What impact would a General Motors bankruptcy have on the nation?
  • It would devastate the economy
  • It would be difficult, but a recovery would come
  • It would have no impact

NEW YORK( -- Stocks weakened Monday morning as investors mulled the future of the automakers and looked to economic news due later in the week.

The Dow Jones industrial average (INDU) and the Standard & Poor's 500 (SPX) index were both little changed in the early going. The Nasdaq composite (COMP) inched lower.

Robert Brusca, chief economist at Fact and Opinion Economics, said that bailout hopes are the prime factor in influencing the markets Monday, outweighing the importance of a slew of industrial indicators.

"I don't think today is going to hang on economic reports," said Brusca. " I think today is going to hang on what the president says, and what he's going to do to help Detroit. The automakers don't have a lot of time. The market continues to need President Bush to hold its hand."

But Dave Rovelli, managing director of Canaccord Adams, said the markets stand a strong chance of rallying. He said "oversold" stocks have become resilient in the face of bad news and are waiting for a positive catalyst.

Auto rescue: The Bush administration said Friday it might use taxpayer dollars set aside to bail out banks and Wall Street firms to keep troubled U.S. automakers out of bankruptcy. (Full story)

In a discussion with reporters aboard Air Force One en route to Afghanistan, Bush said it was a "possibility" that money from the $700 billion bailout earmarked for Wall Street could be used to aid the Big Three automakers.
----
Task instructions →
1 > According to the stock market article, where was Bush when he spoke with reporters about using bailout money for the automakers?
2 > Repeat everything in the stock market article from "What impact would" down to "in the week.".
----
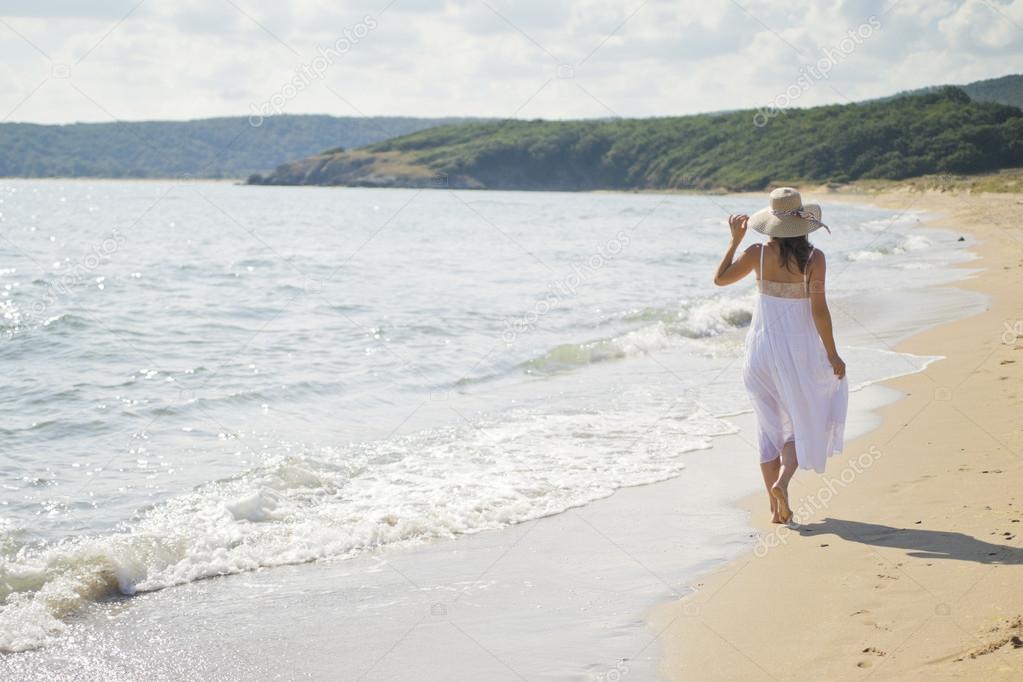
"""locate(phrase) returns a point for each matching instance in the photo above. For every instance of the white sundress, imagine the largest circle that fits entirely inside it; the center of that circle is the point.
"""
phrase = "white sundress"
(795, 394)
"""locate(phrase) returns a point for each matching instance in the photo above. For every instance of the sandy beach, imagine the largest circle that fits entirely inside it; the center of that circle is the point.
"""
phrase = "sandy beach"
(906, 560)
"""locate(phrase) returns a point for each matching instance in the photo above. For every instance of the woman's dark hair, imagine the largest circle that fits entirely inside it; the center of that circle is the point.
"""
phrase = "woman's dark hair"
(794, 251)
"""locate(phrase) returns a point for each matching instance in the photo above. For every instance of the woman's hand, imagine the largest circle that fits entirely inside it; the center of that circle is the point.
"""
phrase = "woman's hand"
(738, 226)
(838, 365)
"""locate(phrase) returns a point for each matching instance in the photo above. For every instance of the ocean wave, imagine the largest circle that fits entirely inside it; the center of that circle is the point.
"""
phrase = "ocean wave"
(910, 242)
(337, 503)
(706, 318)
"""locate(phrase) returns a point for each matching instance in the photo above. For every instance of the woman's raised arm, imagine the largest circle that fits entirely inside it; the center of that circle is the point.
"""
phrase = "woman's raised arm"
(729, 271)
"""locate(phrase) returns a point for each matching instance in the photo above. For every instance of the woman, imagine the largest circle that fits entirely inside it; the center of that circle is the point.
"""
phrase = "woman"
(793, 371)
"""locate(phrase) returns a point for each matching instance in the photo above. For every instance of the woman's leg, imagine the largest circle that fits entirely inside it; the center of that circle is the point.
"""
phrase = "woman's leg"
(770, 471)
(781, 488)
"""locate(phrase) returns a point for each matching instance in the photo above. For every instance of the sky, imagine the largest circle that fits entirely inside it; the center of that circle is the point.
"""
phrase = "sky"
(67, 60)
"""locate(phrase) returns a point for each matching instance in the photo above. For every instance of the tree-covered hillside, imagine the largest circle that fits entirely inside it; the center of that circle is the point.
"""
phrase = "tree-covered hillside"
(1005, 90)
(227, 147)
(940, 132)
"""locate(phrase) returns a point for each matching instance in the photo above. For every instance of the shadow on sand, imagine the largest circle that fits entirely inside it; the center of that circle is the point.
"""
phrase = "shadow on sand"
(923, 543)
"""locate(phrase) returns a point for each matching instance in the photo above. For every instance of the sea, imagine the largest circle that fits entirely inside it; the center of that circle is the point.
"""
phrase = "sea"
(238, 419)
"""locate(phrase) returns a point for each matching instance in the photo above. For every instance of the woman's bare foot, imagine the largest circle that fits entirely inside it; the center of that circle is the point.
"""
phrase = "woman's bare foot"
(783, 509)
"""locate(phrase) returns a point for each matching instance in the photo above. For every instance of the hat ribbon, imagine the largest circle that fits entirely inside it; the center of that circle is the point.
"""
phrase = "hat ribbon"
(801, 213)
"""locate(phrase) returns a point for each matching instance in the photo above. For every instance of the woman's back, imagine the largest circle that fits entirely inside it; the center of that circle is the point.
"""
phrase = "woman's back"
(774, 279)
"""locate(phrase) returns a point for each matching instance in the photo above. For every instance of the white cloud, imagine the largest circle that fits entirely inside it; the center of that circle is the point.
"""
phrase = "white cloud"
(483, 57)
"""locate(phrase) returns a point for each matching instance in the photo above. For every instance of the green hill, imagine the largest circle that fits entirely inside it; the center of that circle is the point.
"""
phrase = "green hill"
(227, 147)
(1005, 90)
(939, 132)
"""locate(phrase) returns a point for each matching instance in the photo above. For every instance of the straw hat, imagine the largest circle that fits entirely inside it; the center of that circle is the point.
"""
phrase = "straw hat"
(787, 216)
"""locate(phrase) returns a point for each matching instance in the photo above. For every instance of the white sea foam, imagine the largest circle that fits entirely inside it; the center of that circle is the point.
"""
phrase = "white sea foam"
(340, 502)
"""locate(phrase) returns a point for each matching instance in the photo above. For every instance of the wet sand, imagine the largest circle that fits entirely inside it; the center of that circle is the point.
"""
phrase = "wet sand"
(907, 559)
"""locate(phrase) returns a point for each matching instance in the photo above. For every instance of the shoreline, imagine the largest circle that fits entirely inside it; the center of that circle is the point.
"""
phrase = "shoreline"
(887, 576)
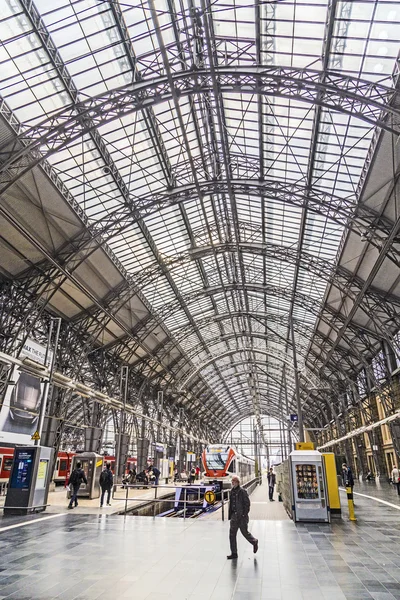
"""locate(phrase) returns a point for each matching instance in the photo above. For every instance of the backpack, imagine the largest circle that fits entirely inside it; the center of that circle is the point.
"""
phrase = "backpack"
(75, 477)
(106, 477)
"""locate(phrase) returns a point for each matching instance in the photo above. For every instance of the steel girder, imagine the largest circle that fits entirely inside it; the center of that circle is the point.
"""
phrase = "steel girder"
(261, 380)
(331, 316)
(368, 101)
(344, 280)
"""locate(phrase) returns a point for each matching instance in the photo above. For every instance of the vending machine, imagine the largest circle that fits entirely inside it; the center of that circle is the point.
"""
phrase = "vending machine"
(309, 489)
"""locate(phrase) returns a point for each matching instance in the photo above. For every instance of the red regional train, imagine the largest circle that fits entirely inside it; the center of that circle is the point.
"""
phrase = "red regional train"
(62, 466)
(221, 462)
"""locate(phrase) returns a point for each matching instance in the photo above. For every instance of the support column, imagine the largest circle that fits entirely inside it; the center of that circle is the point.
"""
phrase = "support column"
(297, 384)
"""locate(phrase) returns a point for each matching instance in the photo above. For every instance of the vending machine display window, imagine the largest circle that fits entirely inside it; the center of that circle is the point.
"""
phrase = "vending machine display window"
(306, 482)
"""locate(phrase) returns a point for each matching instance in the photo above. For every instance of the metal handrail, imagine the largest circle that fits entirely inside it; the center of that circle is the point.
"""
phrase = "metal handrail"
(144, 501)
(24, 507)
(154, 500)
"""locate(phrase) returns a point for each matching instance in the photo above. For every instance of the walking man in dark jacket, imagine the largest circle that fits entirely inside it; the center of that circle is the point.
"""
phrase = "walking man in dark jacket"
----
Results by task →
1 > Aboard Air Force One en route to Afghanistan.

2 >
What impact would a General Motors bankruptcy have on the nation?
  • It would devastate the economy
  • It would be difficult, but a recovery would come
  • It would have no impact

NEW YORK( -- Stocks weakened Monday morning as investors mulled the future of the automakers and looked to economic news due later in the week.